Quote the entries below word for word, starting at their beginning and continuing through the line that contains "171, 213, 177, 227". Leave the pictures out.

-- start of Dataset excerpts --

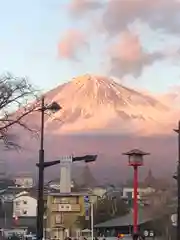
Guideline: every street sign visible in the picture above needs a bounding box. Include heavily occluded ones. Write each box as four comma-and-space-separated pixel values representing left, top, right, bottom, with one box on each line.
84, 196, 90, 221
144, 230, 155, 238
171, 213, 177, 227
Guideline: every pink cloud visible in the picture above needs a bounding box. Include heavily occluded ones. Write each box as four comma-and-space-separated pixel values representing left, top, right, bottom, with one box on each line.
58, 29, 87, 59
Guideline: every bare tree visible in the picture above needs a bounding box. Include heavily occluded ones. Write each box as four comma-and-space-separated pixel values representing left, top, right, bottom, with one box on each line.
0, 74, 39, 148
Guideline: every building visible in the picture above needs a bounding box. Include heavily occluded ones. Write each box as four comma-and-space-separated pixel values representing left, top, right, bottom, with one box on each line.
13, 191, 37, 218
46, 178, 74, 191
122, 187, 155, 200
46, 193, 87, 239
94, 208, 169, 239
13, 173, 34, 188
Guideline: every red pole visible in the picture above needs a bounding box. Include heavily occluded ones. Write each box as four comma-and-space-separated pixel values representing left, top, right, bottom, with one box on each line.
133, 166, 138, 233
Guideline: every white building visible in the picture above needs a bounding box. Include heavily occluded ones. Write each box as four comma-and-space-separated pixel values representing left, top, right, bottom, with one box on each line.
14, 176, 34, 188
13, 192, 37, 217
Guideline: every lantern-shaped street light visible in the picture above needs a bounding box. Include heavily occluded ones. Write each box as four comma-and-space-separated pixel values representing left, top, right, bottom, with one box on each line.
123, 149, 149, 235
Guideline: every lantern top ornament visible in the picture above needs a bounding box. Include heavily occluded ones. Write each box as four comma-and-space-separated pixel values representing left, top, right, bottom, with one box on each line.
123, 149, 150, 167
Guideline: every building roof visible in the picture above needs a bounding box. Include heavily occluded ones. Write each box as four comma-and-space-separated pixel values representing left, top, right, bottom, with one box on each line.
0, 217, 36, 228
95, 208, 165, 228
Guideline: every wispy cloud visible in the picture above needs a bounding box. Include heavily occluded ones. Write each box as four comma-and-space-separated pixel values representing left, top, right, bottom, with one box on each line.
69, 0, 102, 17
58, 29, 87, 60
110, 31, 164, 77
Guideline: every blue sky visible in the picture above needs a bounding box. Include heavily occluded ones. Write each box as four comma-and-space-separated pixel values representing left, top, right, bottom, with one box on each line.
0, 0, 180, 92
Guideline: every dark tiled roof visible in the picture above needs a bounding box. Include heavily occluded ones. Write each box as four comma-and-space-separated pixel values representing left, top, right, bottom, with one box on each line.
95, 208, 170, 228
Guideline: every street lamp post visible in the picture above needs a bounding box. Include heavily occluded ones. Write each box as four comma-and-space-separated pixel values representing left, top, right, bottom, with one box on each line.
174, 121, 180, 240
123, 149, 149, 236
37, 96, 61, 240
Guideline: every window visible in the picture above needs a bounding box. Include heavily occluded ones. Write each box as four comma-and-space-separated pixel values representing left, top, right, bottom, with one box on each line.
23, 210, 27, 215
126, 192, 132, 200
15, 201, 20, 206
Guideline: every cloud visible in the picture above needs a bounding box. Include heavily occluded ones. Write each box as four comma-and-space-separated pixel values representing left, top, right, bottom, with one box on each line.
110, 31, 164, 77
58, 29, 87, 60
69, 0, 102, 17
102, 0, 180, 35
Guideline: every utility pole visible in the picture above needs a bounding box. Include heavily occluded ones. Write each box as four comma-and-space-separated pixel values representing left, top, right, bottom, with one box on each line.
174, 121, 180, 240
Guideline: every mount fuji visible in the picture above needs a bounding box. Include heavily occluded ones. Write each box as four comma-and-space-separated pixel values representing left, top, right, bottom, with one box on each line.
1, 74, 179, 179
39, 74, 172, 135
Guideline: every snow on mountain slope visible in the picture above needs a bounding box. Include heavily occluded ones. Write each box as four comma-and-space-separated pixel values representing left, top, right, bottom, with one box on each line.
40, 74, 170, 134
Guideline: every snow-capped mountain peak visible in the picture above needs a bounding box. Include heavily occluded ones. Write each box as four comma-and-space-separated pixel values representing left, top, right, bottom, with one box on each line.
43, 74, 169, 133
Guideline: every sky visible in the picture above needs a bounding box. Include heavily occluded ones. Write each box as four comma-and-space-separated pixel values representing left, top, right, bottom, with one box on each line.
0, 0, 180, 92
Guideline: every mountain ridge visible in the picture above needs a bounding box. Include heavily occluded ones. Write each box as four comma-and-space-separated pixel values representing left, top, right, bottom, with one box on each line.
40, 74, 173, 134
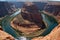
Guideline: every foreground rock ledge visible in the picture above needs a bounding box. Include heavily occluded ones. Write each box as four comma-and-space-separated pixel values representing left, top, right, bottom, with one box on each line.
0, 30, 14, 40
32, 24, 60, 40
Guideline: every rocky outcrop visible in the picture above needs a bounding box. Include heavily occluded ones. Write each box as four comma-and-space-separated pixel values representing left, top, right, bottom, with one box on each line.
0, 30, 15, 40
32, 24, 60, 40
44, 3, 60, 16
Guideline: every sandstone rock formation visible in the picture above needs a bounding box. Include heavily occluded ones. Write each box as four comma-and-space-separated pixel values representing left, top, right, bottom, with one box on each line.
0, 30, 15, 40
32, 24, 60, 40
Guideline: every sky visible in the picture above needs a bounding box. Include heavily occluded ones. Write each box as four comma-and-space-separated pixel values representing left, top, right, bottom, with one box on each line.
0, 0, 60, 2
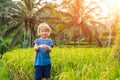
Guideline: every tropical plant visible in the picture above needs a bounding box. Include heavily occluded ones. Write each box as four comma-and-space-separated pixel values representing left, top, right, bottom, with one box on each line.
56, 0, 111, 46
5, 0, 59, 47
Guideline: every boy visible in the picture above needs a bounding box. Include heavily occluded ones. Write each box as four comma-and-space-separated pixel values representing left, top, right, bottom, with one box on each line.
34, 23, 53, 80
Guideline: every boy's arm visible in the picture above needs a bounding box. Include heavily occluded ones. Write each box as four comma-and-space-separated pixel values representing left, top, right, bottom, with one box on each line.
34, 44, 42, 51
42, 45, 52, 52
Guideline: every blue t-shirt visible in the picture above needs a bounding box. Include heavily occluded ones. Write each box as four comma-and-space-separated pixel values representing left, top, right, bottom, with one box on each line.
34, 38, 53, 66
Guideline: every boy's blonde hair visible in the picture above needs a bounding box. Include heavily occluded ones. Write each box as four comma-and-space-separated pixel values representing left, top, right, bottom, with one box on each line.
37, 23, 51, 36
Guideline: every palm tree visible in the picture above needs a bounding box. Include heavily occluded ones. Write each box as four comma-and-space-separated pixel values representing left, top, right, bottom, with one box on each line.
56, 0, 110, 46
5, 0, 58, 47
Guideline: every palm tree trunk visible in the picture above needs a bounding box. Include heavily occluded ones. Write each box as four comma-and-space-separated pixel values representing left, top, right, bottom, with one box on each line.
108, 27, 112, 47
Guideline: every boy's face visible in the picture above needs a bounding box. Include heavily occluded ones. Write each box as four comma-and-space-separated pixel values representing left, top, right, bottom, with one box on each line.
40, 28, 49, 38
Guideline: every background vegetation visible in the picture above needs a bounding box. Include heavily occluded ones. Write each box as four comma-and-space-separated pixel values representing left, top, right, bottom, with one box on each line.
0, 0, 120, 80
3, 47, 120, 80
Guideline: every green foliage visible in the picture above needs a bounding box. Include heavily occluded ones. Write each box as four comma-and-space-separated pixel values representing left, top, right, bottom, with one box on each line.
3, 47, 120, 80
0, 37, 8, 54
0, 59, 9, 80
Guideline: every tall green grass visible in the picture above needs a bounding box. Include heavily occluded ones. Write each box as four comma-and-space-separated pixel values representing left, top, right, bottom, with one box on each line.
3, 47, 120, 80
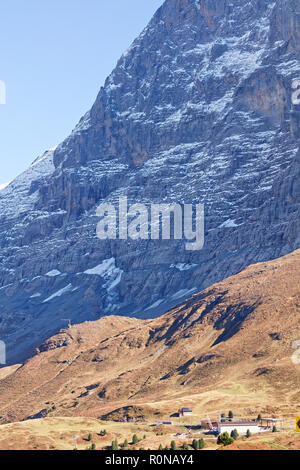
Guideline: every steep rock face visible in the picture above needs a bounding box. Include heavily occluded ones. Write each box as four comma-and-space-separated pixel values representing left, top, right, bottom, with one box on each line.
0, 0, 300, 360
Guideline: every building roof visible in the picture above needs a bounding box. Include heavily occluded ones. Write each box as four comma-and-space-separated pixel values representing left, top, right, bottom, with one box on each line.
219, 421, 259, 426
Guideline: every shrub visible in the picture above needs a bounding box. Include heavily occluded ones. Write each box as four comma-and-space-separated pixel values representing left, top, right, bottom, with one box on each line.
217, 432, 234, 446
111, 438, 119, 450
230, 429, 239, 441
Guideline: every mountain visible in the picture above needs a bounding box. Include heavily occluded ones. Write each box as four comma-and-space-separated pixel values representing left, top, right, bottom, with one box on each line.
0, 0, 300, 364
0, 250, 300, 423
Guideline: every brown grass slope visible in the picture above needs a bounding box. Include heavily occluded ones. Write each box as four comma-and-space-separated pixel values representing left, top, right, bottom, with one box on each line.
0, 250, 300, 423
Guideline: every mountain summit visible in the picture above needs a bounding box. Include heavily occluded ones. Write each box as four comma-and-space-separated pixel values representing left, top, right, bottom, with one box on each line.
0, 0, 300, 362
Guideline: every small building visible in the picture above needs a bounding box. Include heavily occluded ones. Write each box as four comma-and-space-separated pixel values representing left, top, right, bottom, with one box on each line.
217, 421, 265, 436
201, 420, 219, 431
178, 408, 193, 416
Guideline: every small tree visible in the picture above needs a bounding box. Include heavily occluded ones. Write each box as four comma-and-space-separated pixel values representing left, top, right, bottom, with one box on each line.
111, 438, 119, 450
198, 437, 205, 450
217, 432, 234, 446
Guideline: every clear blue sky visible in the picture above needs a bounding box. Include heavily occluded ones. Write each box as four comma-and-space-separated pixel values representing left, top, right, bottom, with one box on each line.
0, 0, 163, 184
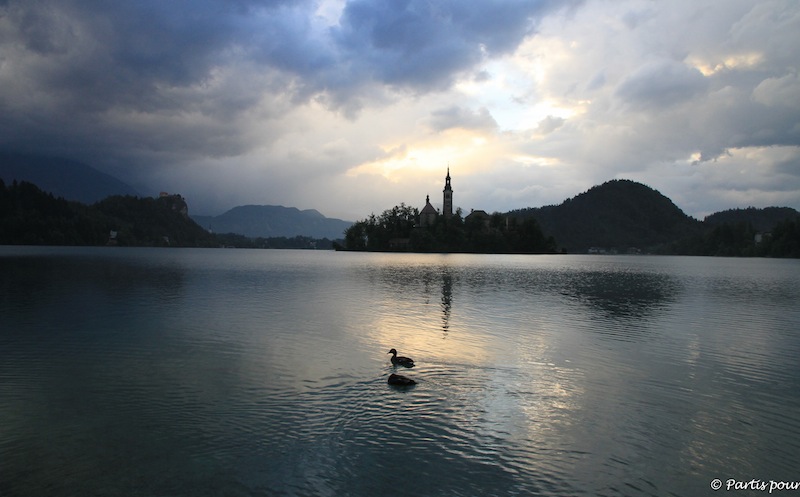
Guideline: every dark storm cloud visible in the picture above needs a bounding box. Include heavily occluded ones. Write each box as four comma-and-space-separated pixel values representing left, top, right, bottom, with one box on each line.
428, 106, 497, 131
336, 0, 577, 91
0, 0, 576, 166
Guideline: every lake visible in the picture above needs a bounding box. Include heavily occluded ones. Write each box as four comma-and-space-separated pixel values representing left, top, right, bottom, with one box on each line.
0, 247, 800, 497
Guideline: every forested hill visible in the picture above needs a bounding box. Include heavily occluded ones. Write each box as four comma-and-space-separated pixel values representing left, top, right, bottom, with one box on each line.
0, 179, 218, 247
509, 180, 703, 252
192, 205, 353, 240
0, 151, 137, 204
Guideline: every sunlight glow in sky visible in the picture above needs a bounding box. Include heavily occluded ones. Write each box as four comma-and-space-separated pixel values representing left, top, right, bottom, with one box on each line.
0, 0, 800, 220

-- end of Dataset excerpts --

● **Task answer**
Guideline: every street sign visible in the picture above needs a bounding box. Include heavily occluded ones. Write each box as four comma-and-space-separated pixel values representing left, top, right, bottom, with one box on each line.
84, 196, 90, 221
144, 230, 155, 238
171, 213, 177, 227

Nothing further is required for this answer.